▶ [STATED EXERCISE] Show every line of the material below that contains the string "reflection". Count only matches in the same case.

-------- DATASET EXTRACT

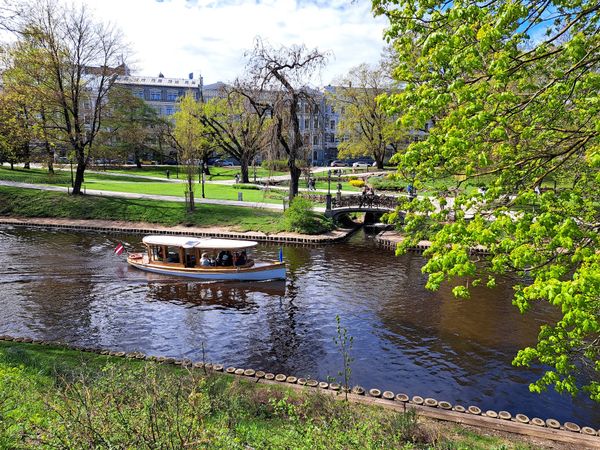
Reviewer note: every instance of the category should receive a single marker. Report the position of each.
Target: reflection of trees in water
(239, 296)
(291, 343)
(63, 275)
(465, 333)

----------------
-------- DATASET EXTRACT

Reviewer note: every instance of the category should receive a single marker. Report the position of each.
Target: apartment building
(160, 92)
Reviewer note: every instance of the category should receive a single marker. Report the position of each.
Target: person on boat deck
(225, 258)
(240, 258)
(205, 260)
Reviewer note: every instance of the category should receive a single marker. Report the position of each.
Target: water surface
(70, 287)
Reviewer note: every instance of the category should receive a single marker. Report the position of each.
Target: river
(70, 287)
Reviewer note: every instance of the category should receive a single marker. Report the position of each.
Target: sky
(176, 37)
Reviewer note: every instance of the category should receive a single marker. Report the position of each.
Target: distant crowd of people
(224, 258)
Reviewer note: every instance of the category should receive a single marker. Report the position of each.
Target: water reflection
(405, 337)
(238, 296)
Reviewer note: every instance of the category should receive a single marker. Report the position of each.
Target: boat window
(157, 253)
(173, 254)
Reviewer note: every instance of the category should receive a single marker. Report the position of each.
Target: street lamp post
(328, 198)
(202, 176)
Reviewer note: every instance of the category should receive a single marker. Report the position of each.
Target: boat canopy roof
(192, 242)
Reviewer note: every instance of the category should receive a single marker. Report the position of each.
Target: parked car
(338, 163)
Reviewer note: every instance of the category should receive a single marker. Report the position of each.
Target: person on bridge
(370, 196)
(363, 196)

----------------

▶ [WRITTEN SOLUTION]
Target: reflection of trees in water
Target: water reflection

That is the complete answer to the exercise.